START RAW DATA

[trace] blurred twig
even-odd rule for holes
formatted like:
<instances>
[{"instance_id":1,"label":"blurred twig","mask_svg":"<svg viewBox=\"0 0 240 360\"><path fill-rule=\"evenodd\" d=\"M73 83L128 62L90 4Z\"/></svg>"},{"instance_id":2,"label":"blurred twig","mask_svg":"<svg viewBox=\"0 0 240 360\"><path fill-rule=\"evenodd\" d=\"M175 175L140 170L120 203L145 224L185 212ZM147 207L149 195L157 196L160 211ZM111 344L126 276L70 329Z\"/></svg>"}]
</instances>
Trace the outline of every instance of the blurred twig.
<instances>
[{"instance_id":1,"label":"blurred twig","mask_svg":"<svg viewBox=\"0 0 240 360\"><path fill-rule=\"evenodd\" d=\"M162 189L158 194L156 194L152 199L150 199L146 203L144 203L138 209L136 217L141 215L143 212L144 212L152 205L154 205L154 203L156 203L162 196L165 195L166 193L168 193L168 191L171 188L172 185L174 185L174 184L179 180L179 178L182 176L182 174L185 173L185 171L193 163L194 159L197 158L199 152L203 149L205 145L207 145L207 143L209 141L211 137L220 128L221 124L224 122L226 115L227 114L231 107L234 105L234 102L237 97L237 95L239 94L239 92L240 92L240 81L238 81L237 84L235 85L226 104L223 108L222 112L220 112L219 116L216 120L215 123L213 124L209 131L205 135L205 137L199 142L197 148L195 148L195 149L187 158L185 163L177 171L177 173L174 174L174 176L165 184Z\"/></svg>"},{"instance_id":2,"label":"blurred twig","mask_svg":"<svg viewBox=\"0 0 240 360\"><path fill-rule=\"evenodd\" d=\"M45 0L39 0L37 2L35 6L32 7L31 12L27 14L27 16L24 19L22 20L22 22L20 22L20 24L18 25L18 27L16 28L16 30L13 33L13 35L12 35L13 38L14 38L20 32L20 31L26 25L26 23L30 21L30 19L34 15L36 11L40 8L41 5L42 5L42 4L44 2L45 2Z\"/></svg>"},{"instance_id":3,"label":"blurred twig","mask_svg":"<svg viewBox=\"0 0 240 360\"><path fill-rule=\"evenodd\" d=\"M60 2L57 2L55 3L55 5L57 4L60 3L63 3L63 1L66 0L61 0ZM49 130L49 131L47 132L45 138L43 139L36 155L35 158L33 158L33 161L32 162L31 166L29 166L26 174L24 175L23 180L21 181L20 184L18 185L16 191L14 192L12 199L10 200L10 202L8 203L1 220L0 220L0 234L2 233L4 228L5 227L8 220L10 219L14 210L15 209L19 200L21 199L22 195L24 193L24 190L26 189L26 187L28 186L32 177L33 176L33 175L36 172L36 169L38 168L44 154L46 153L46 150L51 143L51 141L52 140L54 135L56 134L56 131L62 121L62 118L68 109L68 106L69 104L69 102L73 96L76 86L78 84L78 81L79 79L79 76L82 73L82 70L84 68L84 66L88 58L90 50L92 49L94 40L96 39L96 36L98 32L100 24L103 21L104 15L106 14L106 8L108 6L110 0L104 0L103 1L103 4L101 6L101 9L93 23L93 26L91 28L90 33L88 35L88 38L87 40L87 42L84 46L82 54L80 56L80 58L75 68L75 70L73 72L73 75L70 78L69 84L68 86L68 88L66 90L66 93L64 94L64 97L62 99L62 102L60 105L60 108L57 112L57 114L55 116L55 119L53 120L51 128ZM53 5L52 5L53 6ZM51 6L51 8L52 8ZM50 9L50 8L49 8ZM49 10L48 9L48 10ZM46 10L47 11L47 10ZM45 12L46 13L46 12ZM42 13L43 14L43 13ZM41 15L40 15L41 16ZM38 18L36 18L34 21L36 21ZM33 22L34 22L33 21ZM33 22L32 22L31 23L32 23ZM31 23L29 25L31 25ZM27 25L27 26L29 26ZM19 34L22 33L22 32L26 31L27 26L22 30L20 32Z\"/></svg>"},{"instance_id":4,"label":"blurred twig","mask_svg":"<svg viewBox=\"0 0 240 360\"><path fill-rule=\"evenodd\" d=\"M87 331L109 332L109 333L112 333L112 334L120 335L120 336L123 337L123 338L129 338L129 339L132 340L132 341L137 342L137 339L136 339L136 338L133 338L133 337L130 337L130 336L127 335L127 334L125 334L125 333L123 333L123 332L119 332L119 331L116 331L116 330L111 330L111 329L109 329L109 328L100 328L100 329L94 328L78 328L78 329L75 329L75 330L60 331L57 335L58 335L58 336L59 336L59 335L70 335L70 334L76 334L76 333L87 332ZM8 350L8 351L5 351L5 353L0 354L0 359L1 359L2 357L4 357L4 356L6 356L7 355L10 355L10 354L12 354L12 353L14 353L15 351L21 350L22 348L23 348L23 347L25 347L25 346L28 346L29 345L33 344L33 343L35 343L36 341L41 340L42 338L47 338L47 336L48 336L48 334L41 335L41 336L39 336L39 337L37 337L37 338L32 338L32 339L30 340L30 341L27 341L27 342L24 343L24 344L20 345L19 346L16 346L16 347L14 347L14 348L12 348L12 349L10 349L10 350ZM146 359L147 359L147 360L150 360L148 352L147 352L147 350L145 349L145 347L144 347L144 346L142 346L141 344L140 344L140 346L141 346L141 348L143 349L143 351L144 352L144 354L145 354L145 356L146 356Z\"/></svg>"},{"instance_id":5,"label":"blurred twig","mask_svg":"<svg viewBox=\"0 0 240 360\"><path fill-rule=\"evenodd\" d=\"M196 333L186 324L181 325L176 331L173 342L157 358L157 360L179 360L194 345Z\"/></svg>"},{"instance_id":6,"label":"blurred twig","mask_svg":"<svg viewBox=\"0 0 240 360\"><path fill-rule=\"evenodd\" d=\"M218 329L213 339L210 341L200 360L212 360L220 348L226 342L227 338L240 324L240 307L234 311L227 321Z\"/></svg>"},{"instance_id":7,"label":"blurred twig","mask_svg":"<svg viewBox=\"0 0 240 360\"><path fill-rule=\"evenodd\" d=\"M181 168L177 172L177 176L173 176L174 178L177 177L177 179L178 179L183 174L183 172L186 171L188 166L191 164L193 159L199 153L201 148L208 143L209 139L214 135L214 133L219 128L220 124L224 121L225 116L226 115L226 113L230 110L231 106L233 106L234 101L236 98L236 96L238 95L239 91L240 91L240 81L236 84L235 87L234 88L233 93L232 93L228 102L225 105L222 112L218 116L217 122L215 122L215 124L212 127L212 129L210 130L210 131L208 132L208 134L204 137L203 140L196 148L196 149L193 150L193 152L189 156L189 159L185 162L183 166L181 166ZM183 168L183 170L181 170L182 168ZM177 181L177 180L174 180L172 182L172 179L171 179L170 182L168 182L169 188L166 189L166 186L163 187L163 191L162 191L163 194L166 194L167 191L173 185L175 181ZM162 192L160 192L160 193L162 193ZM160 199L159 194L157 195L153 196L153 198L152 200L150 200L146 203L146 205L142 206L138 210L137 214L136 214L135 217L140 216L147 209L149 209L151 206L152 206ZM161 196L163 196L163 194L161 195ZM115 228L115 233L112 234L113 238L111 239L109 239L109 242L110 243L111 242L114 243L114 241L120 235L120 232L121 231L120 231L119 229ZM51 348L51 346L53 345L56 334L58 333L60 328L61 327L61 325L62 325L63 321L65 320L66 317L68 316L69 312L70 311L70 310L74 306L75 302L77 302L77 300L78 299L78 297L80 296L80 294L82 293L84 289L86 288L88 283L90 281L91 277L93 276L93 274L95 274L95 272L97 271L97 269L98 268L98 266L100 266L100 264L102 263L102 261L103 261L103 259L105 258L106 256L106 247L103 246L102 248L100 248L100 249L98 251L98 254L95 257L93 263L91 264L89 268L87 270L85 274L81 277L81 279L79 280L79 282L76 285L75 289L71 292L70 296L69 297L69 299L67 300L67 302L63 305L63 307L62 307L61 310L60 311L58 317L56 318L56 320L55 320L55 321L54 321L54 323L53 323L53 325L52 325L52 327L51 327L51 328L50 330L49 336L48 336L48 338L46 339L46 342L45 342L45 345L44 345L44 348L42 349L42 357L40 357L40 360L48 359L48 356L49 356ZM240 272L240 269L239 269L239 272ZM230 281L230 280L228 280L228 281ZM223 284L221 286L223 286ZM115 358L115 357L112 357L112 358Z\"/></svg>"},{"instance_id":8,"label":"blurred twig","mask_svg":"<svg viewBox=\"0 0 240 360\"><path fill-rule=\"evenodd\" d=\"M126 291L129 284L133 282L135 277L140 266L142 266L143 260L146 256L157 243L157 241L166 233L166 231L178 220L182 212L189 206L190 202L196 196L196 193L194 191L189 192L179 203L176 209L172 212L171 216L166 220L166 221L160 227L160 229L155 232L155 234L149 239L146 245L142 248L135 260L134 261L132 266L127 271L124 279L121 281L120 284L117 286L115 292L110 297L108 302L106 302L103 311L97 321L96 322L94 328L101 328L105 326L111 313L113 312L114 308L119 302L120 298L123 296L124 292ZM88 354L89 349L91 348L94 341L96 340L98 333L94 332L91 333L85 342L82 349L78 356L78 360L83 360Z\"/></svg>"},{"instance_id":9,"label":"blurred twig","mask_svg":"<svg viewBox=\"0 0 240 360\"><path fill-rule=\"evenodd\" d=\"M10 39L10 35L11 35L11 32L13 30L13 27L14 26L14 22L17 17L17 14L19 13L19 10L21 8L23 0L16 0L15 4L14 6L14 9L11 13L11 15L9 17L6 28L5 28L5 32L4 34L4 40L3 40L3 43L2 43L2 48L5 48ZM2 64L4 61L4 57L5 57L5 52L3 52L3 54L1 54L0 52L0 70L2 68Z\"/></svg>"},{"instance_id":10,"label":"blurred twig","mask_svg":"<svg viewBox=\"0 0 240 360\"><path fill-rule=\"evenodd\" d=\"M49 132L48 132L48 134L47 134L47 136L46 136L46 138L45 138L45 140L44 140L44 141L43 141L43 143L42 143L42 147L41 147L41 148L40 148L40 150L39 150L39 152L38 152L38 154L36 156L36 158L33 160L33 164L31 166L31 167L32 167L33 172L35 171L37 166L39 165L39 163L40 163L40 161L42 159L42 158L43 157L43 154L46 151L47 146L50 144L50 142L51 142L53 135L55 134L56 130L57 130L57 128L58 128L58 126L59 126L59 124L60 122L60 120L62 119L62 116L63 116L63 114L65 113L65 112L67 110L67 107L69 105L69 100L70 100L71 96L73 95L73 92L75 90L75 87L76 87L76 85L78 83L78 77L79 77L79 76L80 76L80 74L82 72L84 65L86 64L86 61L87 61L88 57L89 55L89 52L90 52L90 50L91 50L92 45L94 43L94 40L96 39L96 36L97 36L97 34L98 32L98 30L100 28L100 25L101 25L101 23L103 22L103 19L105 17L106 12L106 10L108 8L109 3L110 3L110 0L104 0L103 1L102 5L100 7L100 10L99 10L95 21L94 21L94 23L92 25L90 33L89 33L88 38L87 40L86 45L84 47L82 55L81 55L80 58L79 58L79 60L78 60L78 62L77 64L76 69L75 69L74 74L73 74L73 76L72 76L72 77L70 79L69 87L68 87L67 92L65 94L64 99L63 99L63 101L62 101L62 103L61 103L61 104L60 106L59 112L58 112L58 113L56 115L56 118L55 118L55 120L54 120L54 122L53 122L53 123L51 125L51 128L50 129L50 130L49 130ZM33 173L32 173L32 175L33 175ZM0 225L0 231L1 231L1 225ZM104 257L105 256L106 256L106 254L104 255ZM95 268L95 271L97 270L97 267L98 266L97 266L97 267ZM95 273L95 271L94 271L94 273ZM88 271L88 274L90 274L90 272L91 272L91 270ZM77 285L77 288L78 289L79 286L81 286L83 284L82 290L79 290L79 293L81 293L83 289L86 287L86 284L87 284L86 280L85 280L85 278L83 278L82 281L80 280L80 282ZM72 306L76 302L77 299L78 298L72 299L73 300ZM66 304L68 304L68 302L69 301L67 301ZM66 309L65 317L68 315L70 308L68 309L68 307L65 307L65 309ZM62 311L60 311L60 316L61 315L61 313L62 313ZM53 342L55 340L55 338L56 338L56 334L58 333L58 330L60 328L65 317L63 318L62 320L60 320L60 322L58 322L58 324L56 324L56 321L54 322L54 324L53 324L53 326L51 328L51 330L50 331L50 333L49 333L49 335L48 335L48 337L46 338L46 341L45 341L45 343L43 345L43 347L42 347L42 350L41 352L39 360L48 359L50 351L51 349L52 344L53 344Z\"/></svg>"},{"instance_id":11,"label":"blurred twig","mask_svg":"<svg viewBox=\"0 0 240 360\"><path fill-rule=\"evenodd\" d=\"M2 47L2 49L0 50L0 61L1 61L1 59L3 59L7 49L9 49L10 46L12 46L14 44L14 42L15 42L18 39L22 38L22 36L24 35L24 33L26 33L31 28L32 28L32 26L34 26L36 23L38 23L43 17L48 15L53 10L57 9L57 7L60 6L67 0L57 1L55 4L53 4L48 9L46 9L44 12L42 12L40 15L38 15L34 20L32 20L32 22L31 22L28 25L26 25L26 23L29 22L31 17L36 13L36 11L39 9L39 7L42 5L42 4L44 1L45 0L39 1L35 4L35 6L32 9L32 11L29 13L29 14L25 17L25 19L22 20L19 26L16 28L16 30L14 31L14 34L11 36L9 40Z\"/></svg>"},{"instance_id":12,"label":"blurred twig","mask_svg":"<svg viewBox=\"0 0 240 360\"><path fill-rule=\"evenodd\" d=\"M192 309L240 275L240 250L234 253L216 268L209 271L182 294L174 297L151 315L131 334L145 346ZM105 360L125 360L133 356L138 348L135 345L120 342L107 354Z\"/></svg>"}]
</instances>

END RAW DATA

*STATED PROBLEM:*
Rewrite the data as a numbered list, from its first line through the line containing "Trace the outline", including that line and skipping any blank lines.

*ANSWER TO THE TASK:*
1. [trace] blurred twig
2. even-odd rule for holes
3. formatted like:
4. <instances>
5. [{"instance_id":1,"label":"blurred twig","mask_svg":"<svg viewBox=\"0 0 240 360\"><path fill-rule=\"evenodd\" d=\"M73 83L128 62L90 4Z\"/></svg>"},{"instance_id":2,"label":"blurred twig","mask_svg":"<svg viewBox=\"0 0 240 360\"><path fill-rule=\"evenodd\" d=\"M175 175L140 170L120 203L145 224L185 212ZM147 207L149 195L157 196L160 211ZM111 344L126 276L70 329Z\"/></svg>"}]
6. </instances>
7. Trace the outline of every instance of the blurred twig.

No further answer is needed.